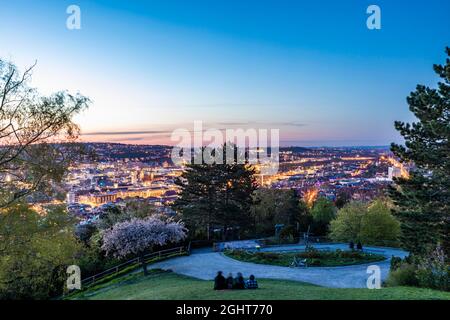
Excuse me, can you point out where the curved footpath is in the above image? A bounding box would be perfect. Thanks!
[149,244,407,288]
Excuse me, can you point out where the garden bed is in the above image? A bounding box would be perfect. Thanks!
[224,249,386,267]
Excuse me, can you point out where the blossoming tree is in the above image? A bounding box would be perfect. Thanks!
[102,217,186,275]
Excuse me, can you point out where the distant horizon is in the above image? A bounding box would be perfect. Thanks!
[0,0,450,147]
[78,141,390,149]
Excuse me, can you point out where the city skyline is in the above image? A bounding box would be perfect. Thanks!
[0,0,450,146]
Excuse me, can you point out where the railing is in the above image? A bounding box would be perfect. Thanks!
[81,245,190,287]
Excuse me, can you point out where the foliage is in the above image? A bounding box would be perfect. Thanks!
[417,246,450,291]
[330,201,367,242]
[251,189,301,237]
[173,145,257,240]
[96,199,158,230]
[385,262,418,287]
[330,199,400,245]
[390,48,450,256]
[68,272,450,302]
[311,197,336,235]
[102,217,186,258]
[225,247,385,267]
[0,59,89,207]
[0,203,81,299]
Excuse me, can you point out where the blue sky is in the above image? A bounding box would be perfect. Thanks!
[0,0,450,146]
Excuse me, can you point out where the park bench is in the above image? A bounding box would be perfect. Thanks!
[290,257,308,268]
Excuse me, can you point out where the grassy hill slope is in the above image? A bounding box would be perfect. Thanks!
[67,272,450,300]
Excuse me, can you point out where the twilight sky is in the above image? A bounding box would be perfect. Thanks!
[0,0,450,146]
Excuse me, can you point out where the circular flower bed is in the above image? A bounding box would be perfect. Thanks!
[224,248,386,267]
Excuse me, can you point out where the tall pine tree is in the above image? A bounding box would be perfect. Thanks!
[173,145,257,240]
[390,48,450,257]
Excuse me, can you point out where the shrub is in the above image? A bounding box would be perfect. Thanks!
[385,262,419,287]
[390,256,402,271]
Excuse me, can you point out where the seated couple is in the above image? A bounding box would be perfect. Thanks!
[214,271,258,290]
+ + + + +
#### THE PROBLEM:
Lay out the rows from the line containing "Excuse me, can you point out where the railing" up to and including the line containing "[81,245,190,287]" as a numbered list, omitting any blank lines.

#### PROBLEM SOLUTION:
1. Excuse me, can you point out where the railing is in the above image? A bounding box would be perfect. Thanks!
2. [81,245,190,287]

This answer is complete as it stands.